__EXTRAIT__:
◆ ◆ ◆ ◆ ◆

Deuxième question qui peut se poser : est-ce que les voisins vigilants permettent de réduire la délinquance ? Les études des sociologues sont catégoriques : dans les différents pays où les voisins vigilants se sont développés, il n’y a pas de lien entre leur présence et la baisse de la délinquance. En effet, les zones résidentielles où se développent les voisins vigilants connaissent le plus souvent des taux de délinquance assez bas voire inexistants, leur présence ou non ne change pas grand-chose. À l’inverse, les quartiers où la délinquance est plus élevée (quartiers pauvres ou centre-ville) sont les quartiers où il n’y a que peu de voisins vigilants, on ne peut donc pas mesurer leur potentiel impact. Dans cette mesure, les voisins vigilants sont avant tout une organisation mutuelle de la surveillance afin de se rassurer plutôt que des dispositifs efficaces de lutte contre la délinquance.

Il est cependant possible de les critiquer sur un point : ils prétendent recréer du lien social à partir de la surveillance face à une menace. En réalité, il serait plus intéressant de recréer tout d’abord solidarité et entraide sur l’ensemble des aspects de la vie (garde d’enfants, partage de nourriture, sociabilité) dans ces espaces, dont la sécurité pourrait être l’un des aspects, plutôt que de fonder le lien social sur l’acte de surveiller les intrus potentiels.

Des potentielles dérives

Si la plupart des voisins vigilants ne sont pas des miliciens, mais plutôt des surveillants plus ou moins zélés, le dispositif laisse aussi la place à des dérives conséquentes. Pour l’instant, elles n’ont pas eu lieu de manière conséquente sur le territoire français métropolitain (que ce soit à cause de l’encadrement policier ou de l’absence de la volonté des voisins de déraper)

Voici trois exemples. Le premier, courant en Grande-Bretagne, est celui de voisins vigilants qui s’autonomisent et font régner la terreur dans leur quartier. Ainsi dans certains quartiers de Manchester, ils ne se contentent pas d’épier les personnes n’appartenant pas au quartier : ils dérapent complètement. La presse fait ainsi état de groupes de voisins vigilants qui, armés de battes de baseball et accompagnés de chiens d’attaque, arrêtent les passants afin de contrôler leur identité et les fouiller, au point que la police dénonce ces pratiques.

Une autre possibilité non négligeable est l’infiltration du dispositif par des groupes beaucoup plus radicaux. Ainsi en 2016, Luc Sommeyre, militant d’extrême droite proche de la Ligue du Midi et officier des Renseignements Généraux à la retraite annonce la création en grande pompe des Cellules Remora, organisation de surveillance localisée des « ennemis de la République » et de « maintien de l’ordre » en cas de « troubles majeurs », appelant à mots dissimulés à s’armer et à surveiller les gauchistes locaux tout en s’organisant discrètement via les voisins vigilants. Bref, toute une préparation méthodique de la guerre civile. Luc Sommeyre décède en 2020, et les cellules Rémora, annoncées comme clandestines, ne font plus parler d’elles, sans que l’on sache si elles existent toujours.

◆ ◆ ◆ ◆ ◆

__CONSIGNES__:
1. Recopiez tout le passage de l'extrait sur les voisins vigilants qui va de « Si la plupart » jusqu'à « voisins de déraper) ».
2. Poursuivez le texte sur les voisins vigilants à la suite de sa dernière phrase.
Le matériel qui vient ensuite est indépendant de l'extrait.

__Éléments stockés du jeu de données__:
◆ ◆ ◆ ◆ ◆

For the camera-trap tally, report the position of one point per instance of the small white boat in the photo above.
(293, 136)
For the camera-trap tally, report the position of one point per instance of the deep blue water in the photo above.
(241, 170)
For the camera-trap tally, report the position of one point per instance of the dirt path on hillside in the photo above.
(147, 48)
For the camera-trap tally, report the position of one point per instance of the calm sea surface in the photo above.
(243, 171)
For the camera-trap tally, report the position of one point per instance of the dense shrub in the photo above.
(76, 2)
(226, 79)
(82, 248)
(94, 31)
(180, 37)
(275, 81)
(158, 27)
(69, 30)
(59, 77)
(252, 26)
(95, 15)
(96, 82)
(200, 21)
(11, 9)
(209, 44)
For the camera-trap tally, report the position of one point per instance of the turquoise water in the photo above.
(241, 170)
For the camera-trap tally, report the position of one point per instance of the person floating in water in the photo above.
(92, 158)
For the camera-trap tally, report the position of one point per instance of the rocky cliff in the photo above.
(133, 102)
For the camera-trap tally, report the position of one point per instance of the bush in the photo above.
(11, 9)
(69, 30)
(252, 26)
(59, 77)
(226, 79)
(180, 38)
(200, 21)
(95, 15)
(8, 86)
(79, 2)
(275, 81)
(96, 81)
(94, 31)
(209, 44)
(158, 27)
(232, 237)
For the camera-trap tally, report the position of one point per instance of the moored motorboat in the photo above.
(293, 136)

◆ ◆ ◆ ◆ ◆

__RÉSULTATS PAR TÂCHE__:
1.
Si la plupart des voisins vigilants ne sont pas des miliciens, mais plutôt des surveillants plus ou moins zélés, le dispositif laisse aussi la place à des dérives conséquentes. Pour l’instant, elles n’ont pas eu lieu de manière conséquente sur le territoire français métropolitain (que ce soit à cause de l’encadrement policier ou de l’absence de la volonté des voisins de déraper)

2.
Enfin le troisième exemple de dérive, peut-être le plus inquiétant, est l’exemple des voisins vigilants dans la contre-insurrection en Nouvelle Calédonie/Kanaky. Après le numéro du pompier pyromane Emmanuel Macron, avec sa réforme avortée du dégel du corps électoral, les kanak se soulèvent en mai 2024. Très rapidement, la police est dépassée dans de nombreux endroits alors que l’île se couvre de barricades. Le public découvre alors l’existence de milices d’auto proclamées voisins vigilants caldoches (descendants de colons et bagnards français) et métropolitains cagoulés et armés jusqu’aux dents grâce à des législations permissives sur les armes mises en place par les loyalistes. Les voisins vigilants version contre-insurrection ne se limitent pas à montrer leurs armes. Ils n’hésitent pas à en faire usage. Plusieurs kanak (neuf sont mort.es pendant les évènements, certain.es tué.es par les forces de l’ordre) soupçonnés de pillage meurent sous leurs balles sans que cela n’émeuve outre mesure les autorités, qui vont jusqu’à intégrer ces milices dans le dispositif de maintien de l’ordre. Les milices n’hésitent d’ailleurs pas à tabasser des policiers, s’ils sont noirs : le 1er juin 2024, un policier kanak en civil a été passé à tabac au niveau d’un barrage d’un quartier de Nouméa tenu par des voisins vigilants anti-indépendantistes, qui ne croyaient pas que l’homme puisse être policier. Ces voisins vigilants étaient sous la supervision de Gil Brial, vice-président loyaliste de la Province Sud, proche de Sonia Backès, ancienne ministre d’Emmanuel Macron.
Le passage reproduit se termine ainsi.